• Material:
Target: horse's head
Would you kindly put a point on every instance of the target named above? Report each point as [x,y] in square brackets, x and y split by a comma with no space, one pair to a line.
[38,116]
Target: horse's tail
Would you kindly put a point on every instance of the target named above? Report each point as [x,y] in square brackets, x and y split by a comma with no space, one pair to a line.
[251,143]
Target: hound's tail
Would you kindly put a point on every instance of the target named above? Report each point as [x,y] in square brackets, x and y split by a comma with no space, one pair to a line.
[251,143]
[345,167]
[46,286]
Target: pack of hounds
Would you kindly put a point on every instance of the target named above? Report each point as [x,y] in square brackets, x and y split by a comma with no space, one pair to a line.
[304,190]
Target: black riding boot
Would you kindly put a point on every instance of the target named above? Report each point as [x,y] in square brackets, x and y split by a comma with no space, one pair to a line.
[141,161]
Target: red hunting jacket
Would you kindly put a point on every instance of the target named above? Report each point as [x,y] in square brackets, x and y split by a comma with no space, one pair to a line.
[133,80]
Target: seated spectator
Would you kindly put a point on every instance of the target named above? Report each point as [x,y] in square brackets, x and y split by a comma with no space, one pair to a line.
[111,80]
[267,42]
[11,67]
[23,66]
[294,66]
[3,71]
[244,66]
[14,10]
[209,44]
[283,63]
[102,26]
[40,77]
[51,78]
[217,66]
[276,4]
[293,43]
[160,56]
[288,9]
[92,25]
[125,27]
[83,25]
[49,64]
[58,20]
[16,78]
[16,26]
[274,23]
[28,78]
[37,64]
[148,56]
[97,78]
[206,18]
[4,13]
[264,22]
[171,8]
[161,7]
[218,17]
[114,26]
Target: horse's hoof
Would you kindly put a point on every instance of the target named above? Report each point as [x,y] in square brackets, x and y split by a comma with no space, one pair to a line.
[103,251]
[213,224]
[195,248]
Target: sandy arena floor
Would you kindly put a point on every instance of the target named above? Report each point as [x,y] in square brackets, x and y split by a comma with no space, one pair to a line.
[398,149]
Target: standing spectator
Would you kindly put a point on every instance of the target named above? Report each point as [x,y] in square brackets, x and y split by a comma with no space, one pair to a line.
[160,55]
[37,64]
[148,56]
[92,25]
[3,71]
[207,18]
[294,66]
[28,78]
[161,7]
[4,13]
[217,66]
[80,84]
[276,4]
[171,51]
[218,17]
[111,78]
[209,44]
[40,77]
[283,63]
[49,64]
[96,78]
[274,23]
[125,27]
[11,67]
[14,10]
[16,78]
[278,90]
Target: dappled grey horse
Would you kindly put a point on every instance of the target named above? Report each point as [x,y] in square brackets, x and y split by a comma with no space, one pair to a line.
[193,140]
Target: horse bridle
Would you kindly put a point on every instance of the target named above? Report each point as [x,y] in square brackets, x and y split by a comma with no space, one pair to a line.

• Short exercise:
Put the lines from the one containing "Target: seated spectator" up to and including the final line into a JSON list of strings, one string per line, with blank lines left out.

• Answer:
[
  "Target: seated spectator",
  "Would you kindly put a point on every instance of the target named above? Report each point as [x,y] in square brackets, x and y split by a comma with no space, one pair to a line.",
  "[111,80]",
  "[267,42]",
  "[11,67]",
  "[23,66]",
  "[294,66]",
  "[3,71]",
  "[244,66]",
  "[14,10]",
  "[209,44]",
  "[283,63]",
  "[102,26]",
  "[40,77]",
  "[51,78]",
  "[217,66]",
  "[276,4]",
  "[293,43]",
  "[160,56]",
  "[288,9]",
  "[92,25]",
  "[125,27]",
  "[83,25]",
  "[49,64]",
  "[58,20]",
  "[16,78]",
  "[16,26]",
  "[274,23]",
  "[28,78]",
  "[37,64]",
  "[148,56]",
  "[97,78]",
  "[206,18]",
  "[4,13]",
  "[264,22]",
  "[171,8]",
  "[161,7]",
  "[218,17]",
  "[114,26]",
  "Target: horse's hoof",
  "Would you kindly put a point on every instance of the target named above? Report each point as [x,y] in square brackets, x and y split by a comma with no space, one pair to a line.",
  "[103,251]",
  "[213,224]",
  "[195,248]",
  "Target: sandy arena floor",
  "Would you kindly put a point on every instance of the target named above? Report each point as [x,y] in square brackets, x and y split by a comma with no space, one pair to a line.",
  "[398,149]",
  "Target: standing spectator",
  "Would you kindly put a point on every instance of the target named above? Report each point as [x,y] in square brackets, x and y split by a comma with no space, one pair to a line.",
  "[160,55]",
  "[37,64]",
  "[148,56]",
  "[92,25]",
  "[3,71]",
  "[207,18]",
  "[294,66]",
  "[28,78]",
  "[161,7]",
  "[4,13]",
  "[217,66]",
  "[80,84]",
  "[276,4]",
  "[171,51]",
  "[218,17]",
  "[111,78]",
  "[209,44]",
  "[40,77]",
  "[283,63]",
  "[49,64]",
  "[96,78]",
  "[274,23]",
  "[125,27]",
  "[11,67]",
  "[14,10]",
  "[16,78]",
  "[278,90]",
  "Target: dappled grey horse",
  "Would you kindly put a point on every instance of the target named above? Report each point as [x,y] in square brackets, x and y split by a comma with no space, one pair to a line.",
  "[193,140]",
  "Target: horse bridle",
  "Would you kindly put a point on every instance of the target named above? Report each point as [x,y] in square brackets, x and y split by a comma with no space, one pair to a line."
]